_Objective A_
Count the lines in the records below that contain the string "mirror", counting only matches with the same upper and lower case. Reply with the number alone.

_Selected passage_
+---+

What has a lack of sex done to you?

Anonymous
I stepped out, sadly.
Anonymous
Ditto
Anonymous
Anonymous wrote:Having the one person that you’re only supposed to have sex with not want to have sex with you hurts, it just does not matter the reason.


I feel seen! And it’s not just the sex but lack of any physical contact that has totally crushed any sense of attractiveness I used to have. I’d be willing to cheat just to feel that someone else desires me, but, well, no one else does so there we are.
Anonymous
Anonymous wrote:Divorce. Life is too short.


It really doesn’t make a difference. Trades other problems. I have sex all the time. Not happier because of it.
Anonymous
I've gone 2-3 years without, when I'm single and not meeting any good options. It sucks, but it's better than dating someone I don't like that much. After awhile you just kind of backburner it. But then when I do start dating again, it's like giddyup.
Anonymous
I miss it but every time I think about making it happen, I realize I'm investing all my time in my kids and I don't really have the bandwidth for a relationship. Plus at this point I'm afraid the next time I try to have it, I'll be bad at it.

And I also think that by the time my kids are out of the house, I'll be too old to find anyone. Oh well...
Anonymous
Anonymous wrote:
Anonymous wrote:We had marriage problems for awhile and DH declined to have sex with me.

It made me insane. I was late 30s and couldn’t imagine that this was the end of my sex life. I cried a lot. I eventually engaged in an emotional affair but cut it off because I realized I would rather divorce my husband than lose my integrity. The other man made me feel alive again. My husband and I eventually worked things out. Years ago I would have been very judgmental of someone who committed adultery but having been through the experience I had I don’t judge anyone who makes a bad decision when they have that kind of lonely desperation. It makes you nuts.

+---+

_Data to process_

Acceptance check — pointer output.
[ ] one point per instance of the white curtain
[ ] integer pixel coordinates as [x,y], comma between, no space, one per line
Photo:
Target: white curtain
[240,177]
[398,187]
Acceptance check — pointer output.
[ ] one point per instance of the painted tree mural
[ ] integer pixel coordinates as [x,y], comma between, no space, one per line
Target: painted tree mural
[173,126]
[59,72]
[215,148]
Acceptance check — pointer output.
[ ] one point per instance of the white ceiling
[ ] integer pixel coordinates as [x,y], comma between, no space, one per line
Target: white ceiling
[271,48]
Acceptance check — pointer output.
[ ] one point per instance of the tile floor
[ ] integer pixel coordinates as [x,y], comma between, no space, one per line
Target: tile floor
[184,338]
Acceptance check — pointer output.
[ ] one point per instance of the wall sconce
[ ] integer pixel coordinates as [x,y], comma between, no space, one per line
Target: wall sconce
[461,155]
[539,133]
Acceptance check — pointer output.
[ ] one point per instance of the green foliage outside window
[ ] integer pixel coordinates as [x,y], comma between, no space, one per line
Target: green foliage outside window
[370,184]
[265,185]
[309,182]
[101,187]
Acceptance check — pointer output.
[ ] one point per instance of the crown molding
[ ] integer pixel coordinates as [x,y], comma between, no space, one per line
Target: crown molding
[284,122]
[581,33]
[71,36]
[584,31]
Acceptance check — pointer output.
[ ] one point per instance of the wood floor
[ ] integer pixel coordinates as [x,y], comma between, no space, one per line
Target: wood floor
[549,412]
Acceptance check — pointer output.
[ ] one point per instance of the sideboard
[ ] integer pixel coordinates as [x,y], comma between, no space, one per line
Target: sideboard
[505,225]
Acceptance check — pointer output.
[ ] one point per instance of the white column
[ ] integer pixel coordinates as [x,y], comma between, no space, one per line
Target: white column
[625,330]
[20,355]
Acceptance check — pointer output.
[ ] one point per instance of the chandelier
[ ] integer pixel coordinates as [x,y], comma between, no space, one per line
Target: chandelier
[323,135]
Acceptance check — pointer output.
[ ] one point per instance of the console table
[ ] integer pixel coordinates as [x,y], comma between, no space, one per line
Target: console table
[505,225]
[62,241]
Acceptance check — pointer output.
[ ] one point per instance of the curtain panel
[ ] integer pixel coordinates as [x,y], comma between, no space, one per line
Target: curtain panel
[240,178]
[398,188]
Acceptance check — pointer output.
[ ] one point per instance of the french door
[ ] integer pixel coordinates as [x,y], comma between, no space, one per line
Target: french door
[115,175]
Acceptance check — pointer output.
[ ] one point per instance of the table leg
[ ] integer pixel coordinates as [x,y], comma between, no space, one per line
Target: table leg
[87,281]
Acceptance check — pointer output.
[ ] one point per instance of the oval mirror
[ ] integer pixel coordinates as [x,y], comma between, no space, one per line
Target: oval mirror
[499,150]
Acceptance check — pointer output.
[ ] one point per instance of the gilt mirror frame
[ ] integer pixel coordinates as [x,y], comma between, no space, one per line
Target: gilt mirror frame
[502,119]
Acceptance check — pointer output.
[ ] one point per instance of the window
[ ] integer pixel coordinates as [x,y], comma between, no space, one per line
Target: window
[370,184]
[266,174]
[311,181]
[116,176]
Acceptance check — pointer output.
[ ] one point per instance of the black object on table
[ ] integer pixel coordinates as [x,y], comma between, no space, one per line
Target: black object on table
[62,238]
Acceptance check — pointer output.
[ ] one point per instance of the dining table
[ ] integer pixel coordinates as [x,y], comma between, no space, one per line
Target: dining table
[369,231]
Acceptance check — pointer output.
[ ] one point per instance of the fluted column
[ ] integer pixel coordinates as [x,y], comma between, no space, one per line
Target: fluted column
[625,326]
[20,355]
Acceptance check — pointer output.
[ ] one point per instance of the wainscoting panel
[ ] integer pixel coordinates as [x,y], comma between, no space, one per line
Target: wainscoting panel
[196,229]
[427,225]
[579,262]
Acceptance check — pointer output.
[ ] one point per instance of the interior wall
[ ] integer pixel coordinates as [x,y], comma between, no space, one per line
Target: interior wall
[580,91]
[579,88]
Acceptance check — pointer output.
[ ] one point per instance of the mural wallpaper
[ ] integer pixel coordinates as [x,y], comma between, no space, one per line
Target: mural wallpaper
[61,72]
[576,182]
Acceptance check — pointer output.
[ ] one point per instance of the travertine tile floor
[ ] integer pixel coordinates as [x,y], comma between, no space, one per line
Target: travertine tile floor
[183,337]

+---+

_Objective B_
Answer these from the forum thread about going without sex:
(i) How long has one poster gone without sex while single?
(ii) What does the poster who misses sex say they spend all their time on?
(iii) How old was the poster whose husband declined to have sex during their marriage problems?

_Finished answer A_
4

_Finished answer B_
(i) 2-3 years
(ii) Their kids
(iii) In their late 30s